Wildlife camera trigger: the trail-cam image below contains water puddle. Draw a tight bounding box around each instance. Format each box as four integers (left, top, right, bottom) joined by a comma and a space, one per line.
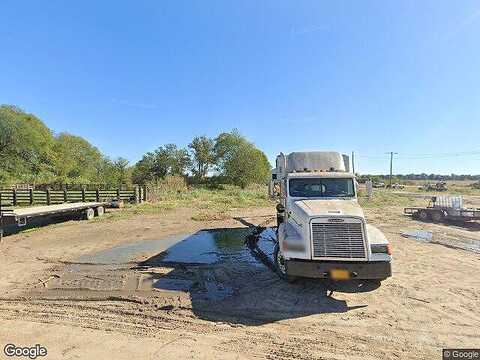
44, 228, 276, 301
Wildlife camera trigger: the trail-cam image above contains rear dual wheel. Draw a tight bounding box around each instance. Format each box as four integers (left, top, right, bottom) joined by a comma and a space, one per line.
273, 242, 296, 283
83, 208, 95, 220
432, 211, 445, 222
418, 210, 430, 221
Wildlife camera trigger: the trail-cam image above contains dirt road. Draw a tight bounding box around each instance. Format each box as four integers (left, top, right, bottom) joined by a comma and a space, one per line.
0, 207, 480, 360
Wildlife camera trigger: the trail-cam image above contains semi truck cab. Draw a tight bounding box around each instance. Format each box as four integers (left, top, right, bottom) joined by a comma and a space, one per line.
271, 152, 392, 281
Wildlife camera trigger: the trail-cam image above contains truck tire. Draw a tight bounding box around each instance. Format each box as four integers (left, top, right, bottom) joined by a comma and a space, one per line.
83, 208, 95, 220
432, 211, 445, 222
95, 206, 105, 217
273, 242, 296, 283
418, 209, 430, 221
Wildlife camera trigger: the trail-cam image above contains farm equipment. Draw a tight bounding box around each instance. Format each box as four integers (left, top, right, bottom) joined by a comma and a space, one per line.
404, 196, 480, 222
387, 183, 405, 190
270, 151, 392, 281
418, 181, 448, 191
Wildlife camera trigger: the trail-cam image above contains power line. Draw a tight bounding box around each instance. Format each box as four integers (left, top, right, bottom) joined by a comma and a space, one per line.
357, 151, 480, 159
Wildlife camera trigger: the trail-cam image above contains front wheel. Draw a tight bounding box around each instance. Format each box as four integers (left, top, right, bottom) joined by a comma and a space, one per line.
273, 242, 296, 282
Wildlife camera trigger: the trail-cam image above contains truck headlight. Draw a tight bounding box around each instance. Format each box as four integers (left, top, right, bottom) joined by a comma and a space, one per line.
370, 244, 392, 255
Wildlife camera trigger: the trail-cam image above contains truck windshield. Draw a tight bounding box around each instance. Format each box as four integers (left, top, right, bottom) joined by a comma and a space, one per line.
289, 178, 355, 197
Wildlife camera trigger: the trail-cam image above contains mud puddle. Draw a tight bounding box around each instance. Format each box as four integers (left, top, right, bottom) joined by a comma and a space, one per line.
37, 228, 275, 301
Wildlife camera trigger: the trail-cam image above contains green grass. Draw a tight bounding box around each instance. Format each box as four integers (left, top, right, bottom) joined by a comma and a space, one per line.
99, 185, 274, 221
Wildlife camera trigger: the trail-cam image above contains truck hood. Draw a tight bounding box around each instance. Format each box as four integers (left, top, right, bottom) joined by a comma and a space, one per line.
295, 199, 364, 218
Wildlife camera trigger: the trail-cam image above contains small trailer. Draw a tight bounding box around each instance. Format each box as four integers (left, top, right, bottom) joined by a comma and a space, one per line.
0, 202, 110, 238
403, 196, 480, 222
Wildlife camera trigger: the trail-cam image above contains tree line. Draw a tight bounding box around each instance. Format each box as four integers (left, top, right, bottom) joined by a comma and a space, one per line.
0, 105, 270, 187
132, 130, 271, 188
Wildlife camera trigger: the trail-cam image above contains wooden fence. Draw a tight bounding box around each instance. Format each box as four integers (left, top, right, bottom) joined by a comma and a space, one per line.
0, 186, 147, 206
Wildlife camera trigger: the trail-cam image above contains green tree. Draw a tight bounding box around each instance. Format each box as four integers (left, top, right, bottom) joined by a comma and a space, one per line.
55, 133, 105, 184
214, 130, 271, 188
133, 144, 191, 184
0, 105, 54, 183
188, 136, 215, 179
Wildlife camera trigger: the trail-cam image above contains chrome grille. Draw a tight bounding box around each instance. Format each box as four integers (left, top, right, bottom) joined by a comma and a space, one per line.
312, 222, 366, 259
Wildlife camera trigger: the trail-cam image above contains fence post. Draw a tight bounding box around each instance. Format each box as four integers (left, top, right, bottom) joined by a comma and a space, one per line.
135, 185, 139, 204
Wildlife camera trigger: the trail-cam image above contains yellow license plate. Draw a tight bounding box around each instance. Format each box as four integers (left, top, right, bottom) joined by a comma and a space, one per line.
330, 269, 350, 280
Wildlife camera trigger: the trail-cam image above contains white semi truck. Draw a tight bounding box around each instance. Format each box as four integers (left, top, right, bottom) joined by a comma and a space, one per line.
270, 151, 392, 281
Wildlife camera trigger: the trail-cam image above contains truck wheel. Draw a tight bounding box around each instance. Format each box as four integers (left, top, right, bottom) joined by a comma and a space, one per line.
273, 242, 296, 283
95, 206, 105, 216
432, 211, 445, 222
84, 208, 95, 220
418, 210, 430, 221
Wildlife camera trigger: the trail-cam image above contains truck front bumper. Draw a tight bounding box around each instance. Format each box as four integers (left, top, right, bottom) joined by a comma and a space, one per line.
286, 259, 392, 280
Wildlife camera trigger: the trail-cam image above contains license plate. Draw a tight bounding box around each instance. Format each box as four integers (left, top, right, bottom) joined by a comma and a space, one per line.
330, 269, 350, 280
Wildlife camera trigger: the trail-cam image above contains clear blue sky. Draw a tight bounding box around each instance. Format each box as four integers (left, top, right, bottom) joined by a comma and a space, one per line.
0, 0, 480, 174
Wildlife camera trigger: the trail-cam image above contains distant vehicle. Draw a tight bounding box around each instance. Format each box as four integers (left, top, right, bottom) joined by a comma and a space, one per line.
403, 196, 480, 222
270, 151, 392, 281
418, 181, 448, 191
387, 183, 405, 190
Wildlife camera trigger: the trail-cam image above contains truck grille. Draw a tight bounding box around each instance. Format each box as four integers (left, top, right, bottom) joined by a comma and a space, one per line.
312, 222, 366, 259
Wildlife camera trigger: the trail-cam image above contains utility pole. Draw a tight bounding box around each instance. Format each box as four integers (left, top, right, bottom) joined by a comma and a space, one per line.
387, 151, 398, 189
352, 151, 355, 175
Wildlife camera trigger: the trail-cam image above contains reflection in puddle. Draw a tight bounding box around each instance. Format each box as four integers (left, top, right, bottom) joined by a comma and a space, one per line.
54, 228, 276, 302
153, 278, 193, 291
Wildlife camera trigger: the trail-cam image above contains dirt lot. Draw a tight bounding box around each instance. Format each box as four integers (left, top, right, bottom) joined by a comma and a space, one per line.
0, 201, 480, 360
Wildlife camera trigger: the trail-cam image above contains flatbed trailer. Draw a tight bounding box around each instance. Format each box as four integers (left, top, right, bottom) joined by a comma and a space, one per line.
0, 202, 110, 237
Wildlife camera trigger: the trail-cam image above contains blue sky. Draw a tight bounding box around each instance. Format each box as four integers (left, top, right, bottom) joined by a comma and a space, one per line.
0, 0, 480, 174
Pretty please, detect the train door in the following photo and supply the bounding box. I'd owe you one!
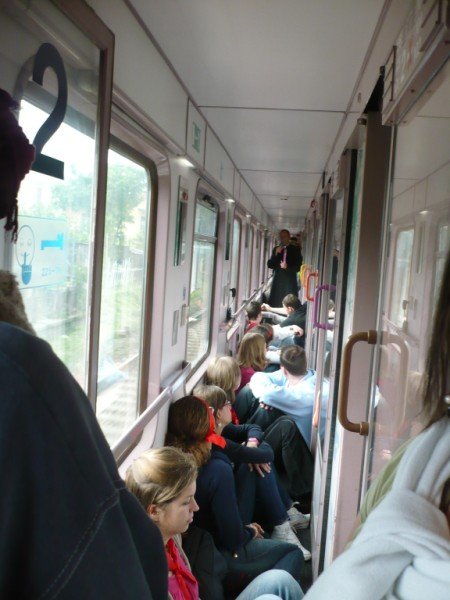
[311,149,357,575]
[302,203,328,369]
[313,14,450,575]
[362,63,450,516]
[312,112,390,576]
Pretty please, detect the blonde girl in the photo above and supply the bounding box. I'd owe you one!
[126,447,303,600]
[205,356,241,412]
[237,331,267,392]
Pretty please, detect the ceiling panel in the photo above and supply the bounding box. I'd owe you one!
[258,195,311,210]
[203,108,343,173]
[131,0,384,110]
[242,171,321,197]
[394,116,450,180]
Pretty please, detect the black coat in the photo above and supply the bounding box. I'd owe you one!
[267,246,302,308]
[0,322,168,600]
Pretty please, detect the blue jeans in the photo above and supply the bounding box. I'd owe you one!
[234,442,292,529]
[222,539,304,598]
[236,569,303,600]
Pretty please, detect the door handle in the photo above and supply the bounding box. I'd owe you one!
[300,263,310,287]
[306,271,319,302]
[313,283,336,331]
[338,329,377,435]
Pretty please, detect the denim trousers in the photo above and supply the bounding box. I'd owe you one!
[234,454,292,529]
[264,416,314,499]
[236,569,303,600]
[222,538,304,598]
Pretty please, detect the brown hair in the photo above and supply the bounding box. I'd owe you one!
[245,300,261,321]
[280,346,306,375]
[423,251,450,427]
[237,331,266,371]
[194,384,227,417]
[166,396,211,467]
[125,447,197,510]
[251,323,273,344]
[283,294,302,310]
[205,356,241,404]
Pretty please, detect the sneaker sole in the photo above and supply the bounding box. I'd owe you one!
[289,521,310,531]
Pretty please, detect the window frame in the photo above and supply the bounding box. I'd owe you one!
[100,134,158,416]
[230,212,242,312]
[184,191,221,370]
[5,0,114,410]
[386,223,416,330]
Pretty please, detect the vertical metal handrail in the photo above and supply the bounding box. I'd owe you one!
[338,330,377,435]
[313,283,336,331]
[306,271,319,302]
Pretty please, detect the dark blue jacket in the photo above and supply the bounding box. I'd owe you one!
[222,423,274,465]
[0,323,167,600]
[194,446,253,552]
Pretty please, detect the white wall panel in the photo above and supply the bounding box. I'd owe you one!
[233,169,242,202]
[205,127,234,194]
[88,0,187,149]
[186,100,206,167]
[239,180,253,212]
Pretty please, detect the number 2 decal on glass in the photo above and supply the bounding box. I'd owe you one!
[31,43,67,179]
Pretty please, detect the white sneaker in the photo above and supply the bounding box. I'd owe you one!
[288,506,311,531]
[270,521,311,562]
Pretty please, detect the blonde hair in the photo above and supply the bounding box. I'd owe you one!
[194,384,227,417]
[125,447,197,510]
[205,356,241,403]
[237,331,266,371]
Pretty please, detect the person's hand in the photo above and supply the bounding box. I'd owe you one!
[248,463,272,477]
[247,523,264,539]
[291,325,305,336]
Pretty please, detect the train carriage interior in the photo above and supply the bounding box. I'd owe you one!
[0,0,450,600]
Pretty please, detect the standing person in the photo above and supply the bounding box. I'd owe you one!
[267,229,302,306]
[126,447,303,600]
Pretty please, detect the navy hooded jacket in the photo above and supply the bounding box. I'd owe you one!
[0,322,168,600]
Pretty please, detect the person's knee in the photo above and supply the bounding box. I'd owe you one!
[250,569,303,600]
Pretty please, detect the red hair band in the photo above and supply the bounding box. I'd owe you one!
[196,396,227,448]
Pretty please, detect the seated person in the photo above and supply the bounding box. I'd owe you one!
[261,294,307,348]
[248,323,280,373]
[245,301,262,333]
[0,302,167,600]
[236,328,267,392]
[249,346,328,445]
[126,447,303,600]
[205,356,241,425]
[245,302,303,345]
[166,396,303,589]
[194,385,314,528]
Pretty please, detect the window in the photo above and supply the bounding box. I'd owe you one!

###

*Written task*.
Keep only the lines from the one containing "Pretty please, detect the train carriage" to the end of the entries, and repeat them exactly.

*Final answer*.
Pretty please, detect the train carriage interior in the photo above and supply the bounding box. I'd owe you one!
[0,0,450,600]
Pretty please, detect the standing person in the photo above and supply the bounding box. I'd owe you one!
[267,229,302,306]
[126,447,303,600]
Pretty please, detect the navy hooded jacket in the photo above and supply the bounding box. I'd owe you one!
[0,322,168,600]
Pretty please, detect the person's knee in the photo above and supply the bounding box. I'd owe you one!
[250,569,303,600]
Pretty please, detect the red hair band in the photo above and supply the bounding box. I'd owe you one!
[196,396,227,448]
Pretty please, detect the seated person in the photo above and supply the bounding box. I'd owe you one!
[261,294,307,348]
[248,323,280,373]
[245,301,262,333]
[0,302,167,600]
[236,328,267,392]
[249,346,328,445]
[126,447,303,600]
[205,356,241,425]
[245,302,303,345]
[166,396,303,589]
[194,385,314,528]
Pretty please, detect the window in the photo above and supply the bounding box. I'd owe you one!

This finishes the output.